**INSTRUCTIONS TO FOLLOW**
Each record below must be returned exactly as shown.

******

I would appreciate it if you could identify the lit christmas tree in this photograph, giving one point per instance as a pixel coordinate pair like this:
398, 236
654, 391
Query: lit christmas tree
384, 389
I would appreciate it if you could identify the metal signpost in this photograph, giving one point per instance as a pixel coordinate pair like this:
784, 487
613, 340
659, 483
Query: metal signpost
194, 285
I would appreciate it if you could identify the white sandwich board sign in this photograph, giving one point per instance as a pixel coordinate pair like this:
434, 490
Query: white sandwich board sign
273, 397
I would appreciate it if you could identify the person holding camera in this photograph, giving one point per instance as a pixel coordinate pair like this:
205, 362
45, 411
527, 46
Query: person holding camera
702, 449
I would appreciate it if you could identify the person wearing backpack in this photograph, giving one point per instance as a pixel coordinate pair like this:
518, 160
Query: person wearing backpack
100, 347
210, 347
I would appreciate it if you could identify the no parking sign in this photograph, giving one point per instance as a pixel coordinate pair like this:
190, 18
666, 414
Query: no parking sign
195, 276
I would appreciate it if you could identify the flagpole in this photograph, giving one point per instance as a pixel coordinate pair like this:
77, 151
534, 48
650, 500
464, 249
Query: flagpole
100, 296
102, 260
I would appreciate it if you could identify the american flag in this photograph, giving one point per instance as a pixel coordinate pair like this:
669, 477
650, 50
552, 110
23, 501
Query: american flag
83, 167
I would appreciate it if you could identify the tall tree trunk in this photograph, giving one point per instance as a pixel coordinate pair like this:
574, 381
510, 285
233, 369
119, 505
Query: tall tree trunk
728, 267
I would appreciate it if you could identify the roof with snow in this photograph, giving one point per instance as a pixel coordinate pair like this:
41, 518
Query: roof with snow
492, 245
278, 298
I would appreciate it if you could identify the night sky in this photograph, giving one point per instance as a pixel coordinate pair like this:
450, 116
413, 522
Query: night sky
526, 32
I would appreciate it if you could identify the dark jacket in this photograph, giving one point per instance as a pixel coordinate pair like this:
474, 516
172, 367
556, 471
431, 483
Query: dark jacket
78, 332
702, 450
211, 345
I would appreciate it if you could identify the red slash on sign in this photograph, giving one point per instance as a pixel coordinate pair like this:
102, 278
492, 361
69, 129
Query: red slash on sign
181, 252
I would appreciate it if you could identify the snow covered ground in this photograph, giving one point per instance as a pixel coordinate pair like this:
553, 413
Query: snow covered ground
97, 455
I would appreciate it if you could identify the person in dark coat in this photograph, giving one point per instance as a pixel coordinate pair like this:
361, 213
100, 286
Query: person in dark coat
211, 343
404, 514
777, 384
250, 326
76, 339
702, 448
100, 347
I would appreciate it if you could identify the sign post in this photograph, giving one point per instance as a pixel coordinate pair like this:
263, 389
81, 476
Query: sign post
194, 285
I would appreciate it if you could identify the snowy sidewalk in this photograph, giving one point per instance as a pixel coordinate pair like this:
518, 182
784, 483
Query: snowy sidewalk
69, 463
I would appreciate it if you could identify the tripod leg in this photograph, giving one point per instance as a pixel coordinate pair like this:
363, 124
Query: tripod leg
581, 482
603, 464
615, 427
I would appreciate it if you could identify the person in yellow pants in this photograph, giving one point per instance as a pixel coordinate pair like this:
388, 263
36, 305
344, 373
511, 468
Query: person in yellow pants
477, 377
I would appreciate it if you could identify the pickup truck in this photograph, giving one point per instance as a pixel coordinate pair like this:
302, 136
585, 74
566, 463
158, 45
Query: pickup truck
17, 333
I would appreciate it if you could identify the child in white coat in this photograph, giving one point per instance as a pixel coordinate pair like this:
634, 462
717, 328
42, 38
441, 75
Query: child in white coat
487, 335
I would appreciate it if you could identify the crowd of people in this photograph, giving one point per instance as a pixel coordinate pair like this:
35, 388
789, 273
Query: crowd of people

******

**ANSWER SPACE**
I would appreciate it if you could identify the lit christmas tree in this photograph, giving one point per instance as a pixel coordinate pair like this:
398, 236
654, 391
Query: lit christmas tree
384, 389
I would appreciate it if you could identify the metal signpost in this photograph, giving one point per instance as a pixel coordinate pair like this:
784, 487
613, 340
659, 483
Query: metal signpost
194, 285
I would appreciate it if you could identify the white sandwich board sign in this photograph, giving one point per instance as a pixel coordinate pair like this:
434, 490
Query: white sandwich board sign
273, 397
I would appreciate it if you could identify the person holding camera in this photograph, giving one point per instance as a pixel coordinate pair like this:
205, 362
45, 411
527, 46
Query: person holding camera
702, 449
I would appreciate it if you could identify the person wearing backpack in this photograph, giving one point per instance as a pixel coordinate pair like this:
518, 160
Query: person wearing backpack
100, 347
210, 347
I would appreciate it if you could identify the no parking sign in this photograph, giving one point per instance as a pixel coordinate pair like this:
190, 18
666, 414
Query: no parking sign
195, 276
I would appreciate it if you could identify the flagpole in this photograph, giving one point per instance as a pixel coordinate pair like this:
77, 151
534, 48
650, 500
464, 249
Query: flagpole
100, 296
102, 260
I would appreciate it if you could identify the american flag in this photograph, giving one point per instance as a pixel coordinate pair like this:
669, 477
650, 50
552, 110
23, 501
Query: american flag
83, 167
I would appreciate it if you could identify the tall tree trunk in this photograph, giving one point per instance as a pixel coordinate pair like this:
574, 381
510, 285
233, 369
119, 505
Query: tall tree trunk
728, 267
I would appreciate it if you could identify the roof with snow in this photograph, giving one point per instance as a pixel coordinate pair like this:
41, 518
Query: roof with snow
492, 245
278, 298
I would appreciate it if you could identify the night sky in this photograph, giving one point per instance as a pixel coordinate pair like this:
450, 116
413, 522
Query: night sky
526, 32
I would appreciate it if you could identify the dark jacket in this photograph, giving one point per instance as a pixel coordinate pair like this:
474, 516
172, 367
556, 471
431, 483
Query: dark jacket
78, 332
702, 450
211, 345
I would appreciate it if you could identify the red slash on sign in this photograph, giving one point per instance as a pixel coordinate pair like this:
102, 278
492, 361
69, 129
Query: red slash on sign
181, 252
I would appreciate it if you could identify the snow covered ground in this photograph, giving one point per instance as a pixel coordinate pair like this:
553, 413
Query: snow covered ground
97, 455
I would appreciate it if you could identify the person in dark coat in this photograph, giving one point per instance as a pixel coordinate pair like this:
361, 213
100, 286
Query: person in dark coat
211, 343
404, 514
777, 384
250, 326
76, 339
702, 448
100, 347
I would appreciate it if you could identify the sign post in this photograph, giving one point per instance as a pixel coordinate pair like this:
263, 389
81, 476
Query: sign post
194, 285
I would appreciate it if you could identify the snowy sidewalk in this photograph, giving one point per instance as a pixel coordinate pair like this:
518, 182
784, 483
Query: snowy sidewalk
69, 463
I would appreciate it if you could identify the tripod leg in this photograph, giving one point per instance as a pixel coordinate pair like this:
363, 124
Query: tripod leg
581, 482
603, 464
615, 427
I would appreciate it if you could identify the person in yellow pants in this photograph, giving one point per instance as a pixel coordinate pair like this:
388, 263
36, 305
344, 373
511, 468
Query: person in yellow pants
477, 377
I would appreciate it if you could identify the pickup truck in this photograph, giving one point per instance as a pixel coordinate pair like this:
302, 136
585, 74
566, 463
158, 45
Query: pickup truck
17, 333
I would appreciate it if you could identify the child in white coat in this photograph, giving one point per instance as a pixel coordinate pair like this:
634, 462
717, 328
42, 38
441, 75
Query: child in white coat
487, 335
I would appreciate it if you could identify the crowd of people in this photograph, giving one point per instance as a pixel coordinate pair like this:
35, 388
789, 273
Query: crowd of people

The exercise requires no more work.